> Exercise description
Below, from the line with "Note: mark the stone" to the line with "(1242, 845)", both lines included, write out the entries again with their requests, scaling every point coordinate in the answers by 1.35 and rounding to whole numbers, halves up. Leave the pictures out.

> Exercise inputs
-- BEGIN --

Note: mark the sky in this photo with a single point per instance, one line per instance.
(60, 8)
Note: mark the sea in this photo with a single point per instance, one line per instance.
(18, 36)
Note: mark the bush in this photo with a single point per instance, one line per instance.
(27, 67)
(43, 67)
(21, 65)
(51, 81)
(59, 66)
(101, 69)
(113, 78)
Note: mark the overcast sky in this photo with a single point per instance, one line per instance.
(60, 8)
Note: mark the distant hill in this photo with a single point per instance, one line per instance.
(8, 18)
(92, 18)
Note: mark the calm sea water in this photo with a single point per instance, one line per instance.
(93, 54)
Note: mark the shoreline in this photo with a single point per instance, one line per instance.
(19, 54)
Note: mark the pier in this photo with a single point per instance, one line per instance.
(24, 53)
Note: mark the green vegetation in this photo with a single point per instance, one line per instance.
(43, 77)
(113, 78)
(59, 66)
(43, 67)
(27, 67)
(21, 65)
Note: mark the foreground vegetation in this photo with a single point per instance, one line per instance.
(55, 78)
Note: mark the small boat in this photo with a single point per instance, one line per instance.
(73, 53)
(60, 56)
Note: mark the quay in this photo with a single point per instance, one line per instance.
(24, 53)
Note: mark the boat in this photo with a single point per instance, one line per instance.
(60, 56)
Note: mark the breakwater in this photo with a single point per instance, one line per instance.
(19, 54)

-- END --
-- BEGIN --

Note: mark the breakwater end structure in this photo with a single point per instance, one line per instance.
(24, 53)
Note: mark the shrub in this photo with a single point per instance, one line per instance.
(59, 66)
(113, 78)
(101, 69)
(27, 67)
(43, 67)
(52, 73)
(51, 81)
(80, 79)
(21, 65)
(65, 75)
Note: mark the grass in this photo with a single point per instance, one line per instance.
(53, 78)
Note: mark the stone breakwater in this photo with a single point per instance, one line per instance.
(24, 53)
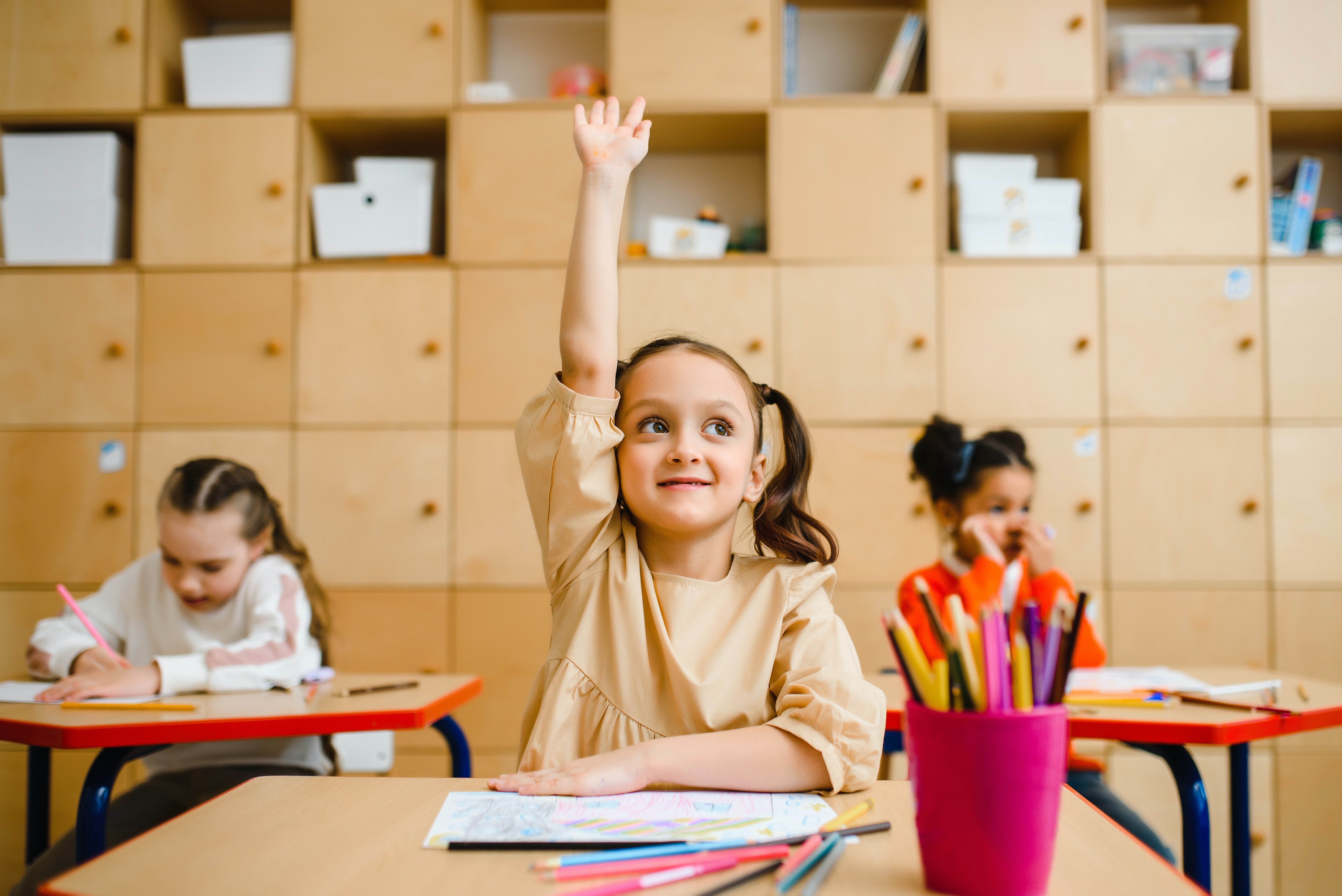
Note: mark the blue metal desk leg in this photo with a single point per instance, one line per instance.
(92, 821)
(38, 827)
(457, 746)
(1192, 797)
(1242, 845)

-- END --
-- BEGIN --

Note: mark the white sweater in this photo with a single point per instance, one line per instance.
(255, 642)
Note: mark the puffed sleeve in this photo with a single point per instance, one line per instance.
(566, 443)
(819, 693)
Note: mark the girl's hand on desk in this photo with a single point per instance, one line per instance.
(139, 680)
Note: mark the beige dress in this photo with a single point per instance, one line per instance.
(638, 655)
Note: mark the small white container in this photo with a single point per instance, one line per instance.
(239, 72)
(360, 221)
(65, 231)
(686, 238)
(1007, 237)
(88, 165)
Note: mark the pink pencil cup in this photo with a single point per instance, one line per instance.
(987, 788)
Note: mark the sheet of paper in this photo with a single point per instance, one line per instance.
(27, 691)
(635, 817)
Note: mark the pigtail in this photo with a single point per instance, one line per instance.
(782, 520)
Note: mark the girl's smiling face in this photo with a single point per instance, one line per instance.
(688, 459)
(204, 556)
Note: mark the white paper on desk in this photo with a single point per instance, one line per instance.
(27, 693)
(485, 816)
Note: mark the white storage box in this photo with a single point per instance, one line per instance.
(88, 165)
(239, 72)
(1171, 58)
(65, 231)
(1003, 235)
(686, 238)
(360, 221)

-- END --

> Task output
Note: mark the stone breakwater in this photo with a single point per instance, one line per instance.
(32, 72)
Note: mark the blue metal desk leg in this photo with a single point per instance, one line per instance.
(124, 1108)
(51, 1116)
(617, 1007)
(1609, 1076)
(1677, 1141)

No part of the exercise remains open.